◆ STATED EXERCISE ◆
Copy out the data below, swapping each "brick" for "stone" and leaving all else untouched.

◆ MATERIAL ◆
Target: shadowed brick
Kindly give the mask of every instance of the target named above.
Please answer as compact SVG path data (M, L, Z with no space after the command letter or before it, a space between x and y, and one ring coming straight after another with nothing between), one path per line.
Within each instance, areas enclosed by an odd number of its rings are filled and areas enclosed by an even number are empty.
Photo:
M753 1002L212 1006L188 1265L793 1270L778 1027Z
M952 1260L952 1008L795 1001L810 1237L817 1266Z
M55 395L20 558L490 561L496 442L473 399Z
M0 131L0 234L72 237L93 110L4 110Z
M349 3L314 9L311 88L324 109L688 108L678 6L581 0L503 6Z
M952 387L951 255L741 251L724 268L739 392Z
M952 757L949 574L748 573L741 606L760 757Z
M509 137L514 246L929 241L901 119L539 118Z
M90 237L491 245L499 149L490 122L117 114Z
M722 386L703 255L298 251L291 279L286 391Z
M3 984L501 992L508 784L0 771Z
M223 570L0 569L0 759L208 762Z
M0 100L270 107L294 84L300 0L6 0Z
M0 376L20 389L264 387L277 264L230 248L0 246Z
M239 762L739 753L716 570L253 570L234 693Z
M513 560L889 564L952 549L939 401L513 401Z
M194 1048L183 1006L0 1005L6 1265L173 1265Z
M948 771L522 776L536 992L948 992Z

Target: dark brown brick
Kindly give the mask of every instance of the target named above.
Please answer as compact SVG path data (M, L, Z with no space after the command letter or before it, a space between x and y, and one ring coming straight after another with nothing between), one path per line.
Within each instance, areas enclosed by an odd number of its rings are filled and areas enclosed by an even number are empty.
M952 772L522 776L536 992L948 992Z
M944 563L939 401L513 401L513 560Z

◆ SOLUTION FOR THIS TASK ◆
Target: shadowed stone
Kindly give the mask of every instance of the target named above.
Please answer as compact SVG path data (M, L, Z with no space after the command letter or before it, a space between x and y, and one ring coming straight after another with nothing between), one path per line.
Within each instance, areas enclosed by an odd number of its rings are filled and areas enclosed by an even number are empty.
Photo:
M753 1002L212 1006L188 1265L793 1270L778 1027Z
M952 1260L952 1008L795 1001L810 1237L817 1266Z
M55 395L20 558L490 561L496 442L473 399Z
M0 131L0 234L72 237L93 110L4 110Z
M349 3L314 9L311 88L324 109L688 108L678 6L581 0L503 6Z
M952 387L951 255L741 251L724 268L739 392Z
M952 757L949 574L748 573L741 606L760 757Z
M509 137L514 246L929 241L901 119L539 118Z
M90 237L491 245L499 149L490 122L117 114Z
M722 386L703 255L298 251L291 279L286 391Z
M3 984L501 992L508 784L0 771Z
M223 570L0 569L0 759L208 762Z
M0 100L270 107L294 84L300 0L6 0Z
M0 376L20 389L264 387L277 264L230 248L0 246Z
M239 762L739 753L716 570L253 570L234 693Z
M513 560L889 564L952 549L939 401L513 401Z
M194 1048L183 1006L0 1005L6 1265L173 1265Z
M948 771L522 776L536 992L948 992Z

Target: dark brown stone
Kindly give the mask of every instance of the target named above.
Please answer as compact SVG path data (M, L, Z with no space after the command letter or before it, a space between x and y, and one ring coming straight after another with nothing between), one path per line.
Within each instance, areas enclosed by an odd number of its rings are filled and areas enclosed by an even number are empty.
M952 772L522 776L536 992L948 992Z
M944 563L939 401L513 401L513 560Z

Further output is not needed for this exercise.